-- Dataset extract follows --

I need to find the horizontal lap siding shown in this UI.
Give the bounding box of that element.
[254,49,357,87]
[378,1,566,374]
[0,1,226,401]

-- Dataset extract concluded --
-- Dataset extract follows --

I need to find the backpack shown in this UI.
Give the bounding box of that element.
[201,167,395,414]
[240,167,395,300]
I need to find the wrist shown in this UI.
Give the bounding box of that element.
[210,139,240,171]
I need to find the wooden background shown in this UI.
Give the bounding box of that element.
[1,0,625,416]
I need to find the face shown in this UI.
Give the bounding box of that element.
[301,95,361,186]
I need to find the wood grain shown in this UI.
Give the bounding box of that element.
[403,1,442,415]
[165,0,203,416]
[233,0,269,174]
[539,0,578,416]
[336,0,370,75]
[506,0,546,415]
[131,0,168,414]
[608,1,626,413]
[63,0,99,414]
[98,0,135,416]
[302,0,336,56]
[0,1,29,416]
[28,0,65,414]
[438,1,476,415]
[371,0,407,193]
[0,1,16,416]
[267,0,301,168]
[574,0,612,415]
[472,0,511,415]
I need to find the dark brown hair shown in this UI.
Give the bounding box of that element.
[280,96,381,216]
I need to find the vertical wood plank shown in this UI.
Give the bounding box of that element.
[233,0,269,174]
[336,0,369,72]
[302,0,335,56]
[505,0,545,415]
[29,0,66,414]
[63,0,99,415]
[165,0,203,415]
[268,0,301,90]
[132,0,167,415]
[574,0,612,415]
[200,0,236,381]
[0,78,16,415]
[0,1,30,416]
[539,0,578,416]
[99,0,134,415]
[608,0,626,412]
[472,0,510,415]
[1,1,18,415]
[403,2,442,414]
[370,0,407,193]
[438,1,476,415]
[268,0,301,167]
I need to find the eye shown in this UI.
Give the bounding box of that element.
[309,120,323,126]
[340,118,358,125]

-- Dataset extract concluded --

**Directions**
Copy out every line in the entries above that holds "shown".

**Exercise solution**
I need to find the horizontal lap siding shown in this UI.
I need to find the backpack shown in this UI.
I need to find the wrist shown in this UI.
I need to find the wooden background shown in this UI.
I need to find the face shown in this UI.
I need to find the wood grain shown in this UI.
I need to find the dark brown hair shown in this UI.
I need to find the vertical wood plank shown in this UI.
I need to find the eye shown in this UI.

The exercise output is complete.